Excerpts from point annotation data
_ _ _ _

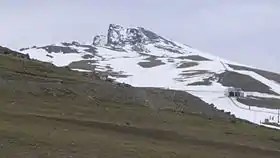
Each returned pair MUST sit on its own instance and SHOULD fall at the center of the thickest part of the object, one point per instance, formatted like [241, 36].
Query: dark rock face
[119, 37]
[269, 75]
[4, 50]
[247, 83]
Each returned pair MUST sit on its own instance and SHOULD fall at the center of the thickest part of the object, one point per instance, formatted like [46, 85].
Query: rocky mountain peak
[118, 36]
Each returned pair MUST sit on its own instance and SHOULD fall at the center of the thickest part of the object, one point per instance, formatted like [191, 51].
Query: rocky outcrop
[7, 51]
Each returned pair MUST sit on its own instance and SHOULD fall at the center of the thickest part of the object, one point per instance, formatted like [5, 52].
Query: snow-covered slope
[142, 58]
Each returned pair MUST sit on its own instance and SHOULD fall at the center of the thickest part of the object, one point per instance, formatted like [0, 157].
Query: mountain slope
[141, 58]
[49, 111]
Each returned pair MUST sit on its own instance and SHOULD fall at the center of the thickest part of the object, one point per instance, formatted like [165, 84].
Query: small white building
[234, 92]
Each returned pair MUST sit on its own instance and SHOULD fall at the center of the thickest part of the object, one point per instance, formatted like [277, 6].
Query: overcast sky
[246, 31]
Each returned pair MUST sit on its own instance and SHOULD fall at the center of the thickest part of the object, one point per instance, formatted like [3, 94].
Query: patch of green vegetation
[77, 117]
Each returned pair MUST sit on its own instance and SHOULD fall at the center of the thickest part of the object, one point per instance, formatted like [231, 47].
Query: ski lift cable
[262, 111]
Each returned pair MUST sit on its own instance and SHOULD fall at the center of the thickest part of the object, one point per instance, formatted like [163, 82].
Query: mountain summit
[142, 58]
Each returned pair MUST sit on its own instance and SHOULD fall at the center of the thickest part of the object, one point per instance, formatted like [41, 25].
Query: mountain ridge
[142, 58]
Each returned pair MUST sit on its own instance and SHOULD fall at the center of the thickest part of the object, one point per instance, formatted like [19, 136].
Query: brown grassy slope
[53, 112]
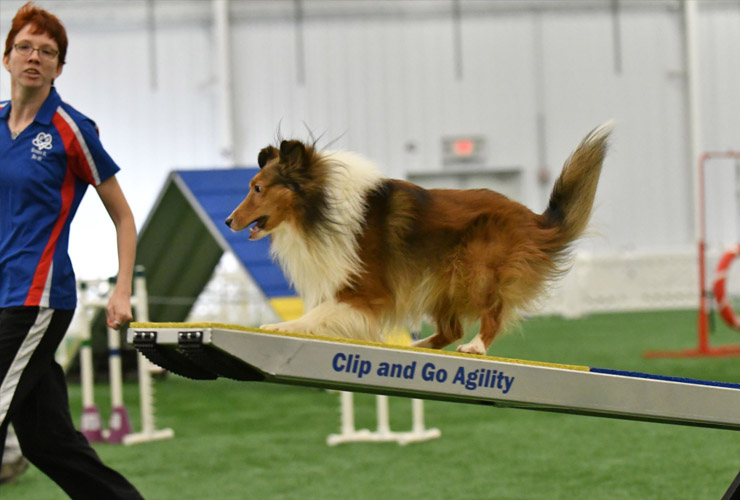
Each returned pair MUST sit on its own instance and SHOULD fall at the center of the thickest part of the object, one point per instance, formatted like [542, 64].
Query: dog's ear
[266, 155]
[293, 153]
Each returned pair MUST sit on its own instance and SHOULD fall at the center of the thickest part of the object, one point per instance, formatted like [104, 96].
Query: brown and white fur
[367, 253]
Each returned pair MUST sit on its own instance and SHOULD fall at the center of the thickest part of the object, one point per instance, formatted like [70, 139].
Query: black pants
[33, 396]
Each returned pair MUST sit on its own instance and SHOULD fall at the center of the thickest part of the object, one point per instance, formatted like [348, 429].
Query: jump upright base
[212, 350]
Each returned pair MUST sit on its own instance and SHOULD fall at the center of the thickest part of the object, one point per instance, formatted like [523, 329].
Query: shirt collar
[45, 114]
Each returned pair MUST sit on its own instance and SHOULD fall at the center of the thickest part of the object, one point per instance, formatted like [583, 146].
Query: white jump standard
[211, 350]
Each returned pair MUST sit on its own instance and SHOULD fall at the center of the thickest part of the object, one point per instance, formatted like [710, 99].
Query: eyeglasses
[26, 49]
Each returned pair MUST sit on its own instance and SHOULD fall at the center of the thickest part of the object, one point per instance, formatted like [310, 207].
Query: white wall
[380, 75]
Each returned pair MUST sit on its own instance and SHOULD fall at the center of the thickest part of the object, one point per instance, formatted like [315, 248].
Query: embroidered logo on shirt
[42, 141]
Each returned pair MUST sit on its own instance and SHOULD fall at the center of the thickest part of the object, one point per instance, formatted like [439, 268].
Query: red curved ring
[720, 288]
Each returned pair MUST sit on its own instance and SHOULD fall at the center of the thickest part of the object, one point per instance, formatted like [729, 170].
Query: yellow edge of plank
[355, 342]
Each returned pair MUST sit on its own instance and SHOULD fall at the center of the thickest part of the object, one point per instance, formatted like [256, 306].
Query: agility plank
[211, 350]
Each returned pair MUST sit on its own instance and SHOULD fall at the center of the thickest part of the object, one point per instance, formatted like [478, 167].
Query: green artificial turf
[259, 441]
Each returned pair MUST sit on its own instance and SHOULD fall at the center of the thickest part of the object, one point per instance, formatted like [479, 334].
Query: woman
[49, 153]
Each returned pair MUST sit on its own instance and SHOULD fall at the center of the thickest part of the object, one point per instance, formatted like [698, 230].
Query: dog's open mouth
[257, 230]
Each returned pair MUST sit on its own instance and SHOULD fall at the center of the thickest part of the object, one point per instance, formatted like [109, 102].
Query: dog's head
[276, 192]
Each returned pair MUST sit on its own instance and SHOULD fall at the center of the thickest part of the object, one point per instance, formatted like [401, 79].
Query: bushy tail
[572, 197]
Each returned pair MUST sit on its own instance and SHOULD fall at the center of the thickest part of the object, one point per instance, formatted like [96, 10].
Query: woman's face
[33, 70]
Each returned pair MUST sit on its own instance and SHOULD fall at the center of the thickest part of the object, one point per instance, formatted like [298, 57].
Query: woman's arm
[119, 305]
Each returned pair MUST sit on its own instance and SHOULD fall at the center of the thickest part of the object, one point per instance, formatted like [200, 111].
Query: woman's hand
[119, 309]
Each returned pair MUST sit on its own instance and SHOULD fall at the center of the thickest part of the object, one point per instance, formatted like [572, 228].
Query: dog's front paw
[474, 347]
[278, 327]
[286, 327]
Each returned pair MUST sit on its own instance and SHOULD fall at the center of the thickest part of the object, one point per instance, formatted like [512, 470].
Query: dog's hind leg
[449, 330]
[491, 322]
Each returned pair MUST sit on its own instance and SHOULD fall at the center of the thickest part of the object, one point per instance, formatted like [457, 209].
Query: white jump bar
[210, 350]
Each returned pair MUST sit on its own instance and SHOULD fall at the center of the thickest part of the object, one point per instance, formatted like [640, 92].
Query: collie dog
[367, 253]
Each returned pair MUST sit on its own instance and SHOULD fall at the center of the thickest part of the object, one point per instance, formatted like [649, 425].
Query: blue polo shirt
[44, 173]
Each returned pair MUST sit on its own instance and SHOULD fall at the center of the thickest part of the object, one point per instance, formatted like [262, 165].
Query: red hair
[42, 22]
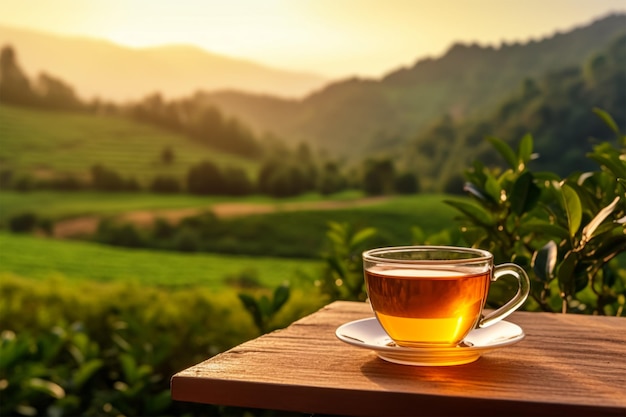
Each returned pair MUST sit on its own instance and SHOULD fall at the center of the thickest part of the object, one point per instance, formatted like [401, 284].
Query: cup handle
[515, 302]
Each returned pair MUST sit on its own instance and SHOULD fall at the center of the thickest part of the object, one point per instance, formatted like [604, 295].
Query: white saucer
[368, 334]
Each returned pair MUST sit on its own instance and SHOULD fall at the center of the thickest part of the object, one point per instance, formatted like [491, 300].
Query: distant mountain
[112, 72]
[359, 116]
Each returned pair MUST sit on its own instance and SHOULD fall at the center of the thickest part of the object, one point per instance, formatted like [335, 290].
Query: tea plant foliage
[568, 233]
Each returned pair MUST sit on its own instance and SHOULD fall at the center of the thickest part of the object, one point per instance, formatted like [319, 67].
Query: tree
[56, 94]
[14, 85]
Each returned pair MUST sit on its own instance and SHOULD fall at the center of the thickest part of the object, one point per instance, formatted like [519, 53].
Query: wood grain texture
[566, 365]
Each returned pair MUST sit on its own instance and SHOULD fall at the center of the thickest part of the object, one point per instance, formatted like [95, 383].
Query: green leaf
[47, 387]
[565, 273]
[505, 150]
[129, 367]
[475, 213]
[612, 162]
[543, 228]
[544, 261]
[525, 194]
[281, 295]
[86, 371]
[596, 221]
[492, 187]
[573, 208]
[475, 191]
[525, 150]
[610, 247]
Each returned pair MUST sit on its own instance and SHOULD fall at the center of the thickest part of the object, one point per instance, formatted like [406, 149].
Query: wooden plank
[566, 365]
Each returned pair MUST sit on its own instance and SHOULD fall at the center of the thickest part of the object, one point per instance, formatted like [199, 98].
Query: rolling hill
[108, 71]
[43, 144]
[361, 116]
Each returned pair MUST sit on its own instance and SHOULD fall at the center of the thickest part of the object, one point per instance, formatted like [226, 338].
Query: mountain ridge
[104, 69]
[466, 81]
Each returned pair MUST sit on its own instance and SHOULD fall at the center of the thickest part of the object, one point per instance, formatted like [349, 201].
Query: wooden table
[566, 365]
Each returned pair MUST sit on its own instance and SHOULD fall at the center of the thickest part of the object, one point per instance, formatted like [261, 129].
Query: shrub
[567, 233]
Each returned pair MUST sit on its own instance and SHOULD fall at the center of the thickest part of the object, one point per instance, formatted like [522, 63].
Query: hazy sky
[330, 37]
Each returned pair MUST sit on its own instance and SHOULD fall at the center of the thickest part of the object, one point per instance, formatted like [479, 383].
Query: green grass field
[43, 259]
[58, 204]
[47, 144]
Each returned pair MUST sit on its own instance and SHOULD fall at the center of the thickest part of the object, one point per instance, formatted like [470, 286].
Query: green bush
[96, 349]
[567, 233]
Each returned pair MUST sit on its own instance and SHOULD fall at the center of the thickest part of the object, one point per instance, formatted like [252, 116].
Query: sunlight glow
[333, 37]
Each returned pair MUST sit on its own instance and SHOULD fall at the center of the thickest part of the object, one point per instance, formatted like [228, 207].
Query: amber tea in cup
[431, 296]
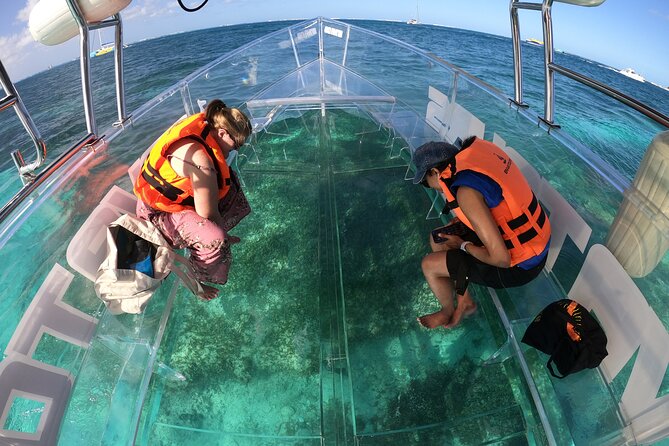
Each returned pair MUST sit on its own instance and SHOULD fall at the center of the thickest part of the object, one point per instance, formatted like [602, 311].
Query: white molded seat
[87, 248]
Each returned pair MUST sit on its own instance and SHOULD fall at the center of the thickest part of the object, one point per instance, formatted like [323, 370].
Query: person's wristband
[464, 244]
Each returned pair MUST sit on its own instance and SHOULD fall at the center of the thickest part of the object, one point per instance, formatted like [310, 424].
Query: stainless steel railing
[85, 63]
[12, 99]
[550, 68]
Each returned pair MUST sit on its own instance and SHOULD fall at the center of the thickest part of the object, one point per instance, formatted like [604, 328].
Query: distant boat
[104, 48]
[536, 42]
[416, 20]
[629, 72]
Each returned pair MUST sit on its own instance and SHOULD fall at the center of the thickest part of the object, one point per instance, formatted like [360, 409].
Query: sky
[619, 33]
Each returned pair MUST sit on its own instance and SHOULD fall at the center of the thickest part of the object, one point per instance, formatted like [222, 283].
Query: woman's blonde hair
[233, 120]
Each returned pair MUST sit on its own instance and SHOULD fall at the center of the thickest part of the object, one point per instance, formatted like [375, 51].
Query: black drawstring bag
[572, 337]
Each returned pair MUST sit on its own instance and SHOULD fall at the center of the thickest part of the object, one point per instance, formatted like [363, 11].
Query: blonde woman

_ _ _ _

▸ To be done
Through the last line of the entries above, beginning at the line containing "like [323, 370].", transcribe each line exactly, both ends included and nothing more.

▸ Response for this exercise
Each returned pair MUST sit on its own instance and SHOULD fall at the center of the thickest part of the object, one point per instance, formatted like [323, 370].
Query: person's wristband
[464, 244]
Each returned pair MUST sit on its own instance and SHOULD fall at the center of the thickest part of the object, one point per instance, formatted like [310, 424].
Query: stainless steel railing
[85, 63]
[12, 99]
[550, 68]
Each returned pair MUST sit on its own instance and SHOULD fall at the center of the thickest part of the object, one point per instance, formatted like [604, 328].
Query: distant boat
[104, 48]
[536, 42]
[416, 20]
[629, 72]
Each returned pair MUST sit on its own instance and SHOULD fall at the center of the thickest part of the object, one point per instance, formatted like [360, 409].
Query: sky
[619, 33]
Each returned pair MUST sit on its own instance and SHOULD fall at the center of the thickest part of the object, one point per instance, formatted like [222, 283].
Query: woman's blonde hair
[233, 120]
Each returned pair MUST sit on its own instance and SHOULD fall at the center of the thickest part of the object, one point per instance, formatted like [375, 51].
Query: black drawstring bag
[572, 337]
Each returned pair MUST sit on its own instance and SHOULD fall at the center of the thickest part of the object, one point per instance, formatted like [363, 11].
Query: blonde woman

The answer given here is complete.